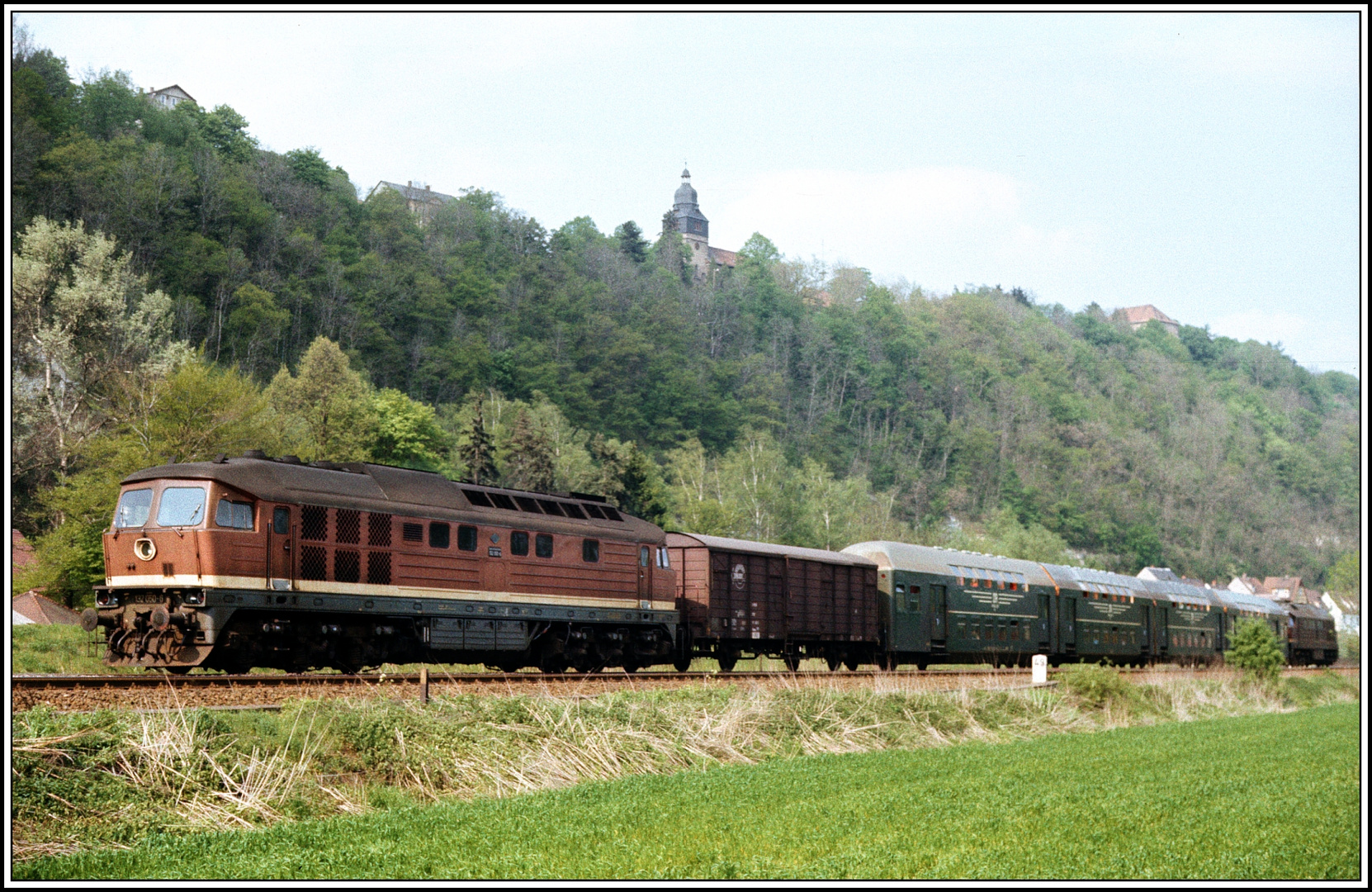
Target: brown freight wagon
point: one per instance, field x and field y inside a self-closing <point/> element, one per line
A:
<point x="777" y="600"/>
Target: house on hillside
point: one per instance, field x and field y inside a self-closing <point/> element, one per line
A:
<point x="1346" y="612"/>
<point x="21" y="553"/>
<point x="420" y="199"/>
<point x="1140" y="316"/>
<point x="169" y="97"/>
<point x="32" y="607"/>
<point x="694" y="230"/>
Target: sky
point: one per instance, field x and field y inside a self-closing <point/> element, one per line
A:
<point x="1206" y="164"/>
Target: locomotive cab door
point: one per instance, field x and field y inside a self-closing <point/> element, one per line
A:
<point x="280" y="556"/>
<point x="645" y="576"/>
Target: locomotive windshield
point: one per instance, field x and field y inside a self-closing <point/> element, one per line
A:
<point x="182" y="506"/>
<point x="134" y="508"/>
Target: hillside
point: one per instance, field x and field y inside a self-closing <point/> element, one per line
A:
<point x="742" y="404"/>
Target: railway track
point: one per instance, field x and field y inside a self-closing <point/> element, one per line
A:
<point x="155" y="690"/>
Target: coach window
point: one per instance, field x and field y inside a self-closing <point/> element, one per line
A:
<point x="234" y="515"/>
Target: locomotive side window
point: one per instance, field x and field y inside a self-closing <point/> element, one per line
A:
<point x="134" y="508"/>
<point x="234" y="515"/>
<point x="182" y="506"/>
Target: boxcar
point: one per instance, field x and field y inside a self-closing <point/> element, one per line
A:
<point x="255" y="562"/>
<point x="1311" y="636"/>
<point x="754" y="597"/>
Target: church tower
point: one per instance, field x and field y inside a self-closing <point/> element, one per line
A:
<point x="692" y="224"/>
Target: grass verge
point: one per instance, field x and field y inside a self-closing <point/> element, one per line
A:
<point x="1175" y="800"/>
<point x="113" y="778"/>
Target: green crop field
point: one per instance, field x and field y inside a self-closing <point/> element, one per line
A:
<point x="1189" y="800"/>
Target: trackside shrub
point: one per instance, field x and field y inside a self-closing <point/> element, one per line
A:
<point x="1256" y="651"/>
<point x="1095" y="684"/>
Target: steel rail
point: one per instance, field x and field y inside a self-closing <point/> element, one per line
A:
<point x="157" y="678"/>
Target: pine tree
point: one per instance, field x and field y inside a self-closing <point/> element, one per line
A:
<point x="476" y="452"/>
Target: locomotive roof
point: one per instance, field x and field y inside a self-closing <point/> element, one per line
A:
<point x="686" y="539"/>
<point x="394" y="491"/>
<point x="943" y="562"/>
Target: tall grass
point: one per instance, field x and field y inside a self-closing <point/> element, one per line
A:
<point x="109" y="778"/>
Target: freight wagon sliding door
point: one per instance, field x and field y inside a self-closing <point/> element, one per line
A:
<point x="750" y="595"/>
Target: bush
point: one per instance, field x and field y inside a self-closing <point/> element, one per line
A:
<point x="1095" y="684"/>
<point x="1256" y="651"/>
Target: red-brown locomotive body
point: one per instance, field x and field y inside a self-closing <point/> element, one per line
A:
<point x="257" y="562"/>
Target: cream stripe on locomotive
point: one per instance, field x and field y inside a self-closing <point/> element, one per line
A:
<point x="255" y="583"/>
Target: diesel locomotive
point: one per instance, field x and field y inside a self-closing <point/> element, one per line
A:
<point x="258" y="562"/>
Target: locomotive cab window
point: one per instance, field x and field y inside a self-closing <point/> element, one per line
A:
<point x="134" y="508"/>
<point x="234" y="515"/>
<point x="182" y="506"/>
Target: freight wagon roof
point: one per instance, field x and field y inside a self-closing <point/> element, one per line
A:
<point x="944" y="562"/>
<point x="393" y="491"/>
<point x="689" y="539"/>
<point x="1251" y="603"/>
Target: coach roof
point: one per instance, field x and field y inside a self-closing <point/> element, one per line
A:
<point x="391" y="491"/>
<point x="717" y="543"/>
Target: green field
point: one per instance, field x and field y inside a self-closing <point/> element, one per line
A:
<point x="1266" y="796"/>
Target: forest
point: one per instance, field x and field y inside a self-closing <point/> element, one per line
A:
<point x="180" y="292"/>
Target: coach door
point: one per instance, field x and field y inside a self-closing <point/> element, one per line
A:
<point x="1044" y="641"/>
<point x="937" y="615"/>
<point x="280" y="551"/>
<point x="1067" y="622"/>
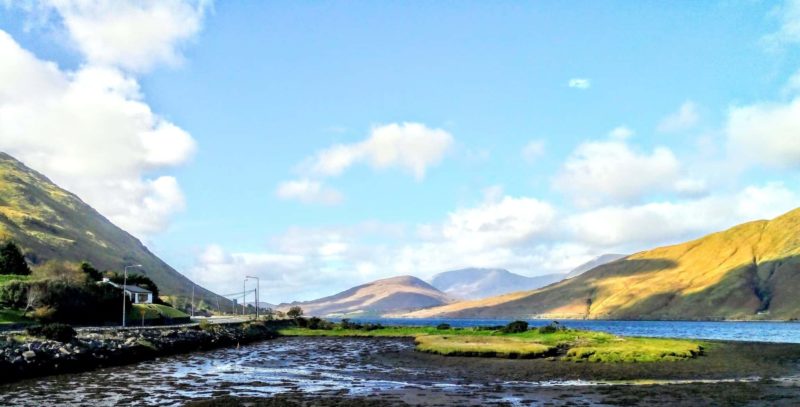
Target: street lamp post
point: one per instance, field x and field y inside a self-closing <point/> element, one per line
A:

**WHAT IS BEING ASKED:** Go through the data and return each line where the word "hillside" appears.

**TASK ANSWER:**
Target: house on hillside
Target: hillside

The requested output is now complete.